§ To do:
1/ Set down the passage of the Leonardo article from "Only 15 paintings" to "original Renaissance man?" word for word.
2/ Answer these questions using the Leonardo article:
(a) On what surface is Saint John the Baptist painted?
(b) In what year did Leonardo paint The Last Supper?
(c) How many paintings are attributed to Leonardo?
3/ Extend the article on Leonardo beyond its last sentence.

── Text passage ──

Why We Love Leonardo

Left: The Virgin and Child with Saint John the Baptist and an Angel, known as the Virgin of the Rocks, c. 1483-1494, by Leonardo da Vinci. Oil on panel, transferred to canvas. (Paris, musée du Louvre, département des Peintures, INV. 777 © RMN- Grand Palais (musée du Louvre)/Michel Urtado)
Right: Saint John the Baptist, c. 1508-1519, by Leonardo da Vinci. Oil on walnut panel. (Paris, musée du Louvre, département des Peintures, INV. 775 © RMN- Grand Palais (musée du Louvre)/Michel Urtado)
A new show at the Louvre sheds light on the ravishing work of the original Renaissance man.

NRPLUS MEMBER ARTICLE T he Louvre’s retrospective of the career of Leonardo da Vinci (1452–1519) addresses what might seem an odd question but isn’t. Why was he the most famous and esteemed artist of his age and every age since his death 500 years ago?

The Last Supper rocked the art world in 1498 when Leonardo painted it on the wall of a convent dining hall in Milan. His conception was both revolutionary and instantly acclaimed, shocking since the convent was an obscure site, and he worked long before the age of mass dissemination of images. He fashioned himself as a scientist, but his bungled mix of oil paint and unfriendly layers of plaster created a fugitive surface that quickly flaked. Within a few years, it was a ruin but was still more famous than the Parthenon. La Giaconda, or the Mona Lisa, painted between 1503 and 1506, is indeed lovely and cryptic but why does a half-length portrait of a minor dignitary draw people like bees to honey, not just now but over centuries?

Only 15 paintings are attributed to Leonardo. He lived off and on in Florence but for long periods was cosseted by potentates such as the Duke of Milan and the French King Francis I who considered him their pet genius. He took forever to finish paintings, if he finished them at all. He was born out of wedlock, his father a small-town lawyer and his mother a peasant. He had little formal education. When he tried to steal papal work from the young Raphael and Michelangelo, he failed. By 1510 in Rome, however esteemed Leonardo was, they were more fashionable, and reliable. Why, then, is Leonardo the genius for all seasons, the original Renaissance man?

───
── Dataset excerpt ──

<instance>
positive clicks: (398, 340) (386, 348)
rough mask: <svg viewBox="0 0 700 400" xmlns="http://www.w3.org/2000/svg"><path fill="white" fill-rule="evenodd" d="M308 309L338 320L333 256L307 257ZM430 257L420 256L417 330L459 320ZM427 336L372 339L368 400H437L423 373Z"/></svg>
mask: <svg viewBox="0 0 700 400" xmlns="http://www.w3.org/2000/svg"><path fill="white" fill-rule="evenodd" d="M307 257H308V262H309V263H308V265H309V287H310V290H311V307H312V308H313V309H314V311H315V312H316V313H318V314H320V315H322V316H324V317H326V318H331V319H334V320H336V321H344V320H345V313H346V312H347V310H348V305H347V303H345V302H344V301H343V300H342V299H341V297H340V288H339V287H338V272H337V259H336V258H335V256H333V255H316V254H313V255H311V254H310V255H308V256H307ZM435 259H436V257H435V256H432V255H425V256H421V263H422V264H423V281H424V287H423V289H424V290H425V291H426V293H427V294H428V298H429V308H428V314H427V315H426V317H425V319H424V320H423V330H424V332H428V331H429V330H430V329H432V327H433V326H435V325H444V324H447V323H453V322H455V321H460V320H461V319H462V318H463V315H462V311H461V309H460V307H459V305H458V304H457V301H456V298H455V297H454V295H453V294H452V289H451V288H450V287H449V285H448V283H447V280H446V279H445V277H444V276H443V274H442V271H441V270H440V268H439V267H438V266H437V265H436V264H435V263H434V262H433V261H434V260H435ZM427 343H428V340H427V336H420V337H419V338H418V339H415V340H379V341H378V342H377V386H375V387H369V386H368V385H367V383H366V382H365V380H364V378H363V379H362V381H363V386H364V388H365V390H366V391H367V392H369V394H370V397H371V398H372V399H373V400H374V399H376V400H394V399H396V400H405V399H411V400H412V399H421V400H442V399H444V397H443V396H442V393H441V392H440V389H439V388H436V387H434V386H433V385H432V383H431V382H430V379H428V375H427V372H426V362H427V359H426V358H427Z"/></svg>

───

§ Answers to the problems:
1/
Only 15 paintings are attributed to Leonardo. He lived off and on in Florence but for long periods was cosseted by potentates such as the Duke of Milan and the French King Francis I who considered him their pet genius. He took forever to finish paintings, if he finished them at all. He was born out of wedlock, his father a small-town lawyer and his mother a peasant. He had little formal education. When he tried to steal papal work from the young Raphael and Michelangelo, he failed. By 1510 in Rome, however esteemed Leonardo was, they were more fashionable, and reliable. Why, then, is Leonardo the genius for all seasons, the original Renaissance man?

2/
(a) A walnut panel.
(b) 1498.
(c) 15.

3/
The exhibition explains Leonardo’s fame with impressive clarity and precision. He mastered movement, which conveys the reality of life on figures represented on a flat surface. He developed an atmosphere for his figures, settings where they convincingly breathe. An understanding of light, especially shade, molds form like putty. Leonardo believed that understanding the material world was essential in representing it. To him, mathematics, geology, anatomy, engineering, aeronautics, and botany weren’t always detours or diversions, though they sometimes were, hence, only 15 paintings in a 50-year career. He felt he couldn’t represent life, its physical and intellectual aspects, without knowing how life ticks.

It’s mostly a drawings show, along with eight of his paintings and the massive 1507–08 copy of The Last Supper done on canvas by Marco d’Oggiono. His story begins in Florence in the shop of Andrea del Verrocchio (1435–1488) where the savant Leonardo worked as a teenage apprentice. About a dozen large drapery studies by either Verrocchio or Leonardo are somber experiments in achieving form and weight through subtle undulations of lights and darks. These studies feel abstract and modern. Saint-Morys Study, by Leonardo, from the late 1470s, is the most impressive. The subject is a close-up, intense passage of drapery. The colors are an austere brown and gray. Light not only makes the folds and creases but gives what’s underneath presence and credibility.

Saint-Morys Drapery Study for a Seated Figure, c. 1475-1482, by Leonardo da Vinci. Distemper on linen. (Paris, musée du Louvre, département des Arts graphiques, INV. 2255 © RMN-Grand Palais (musée du Louvre)/Michel Urtado)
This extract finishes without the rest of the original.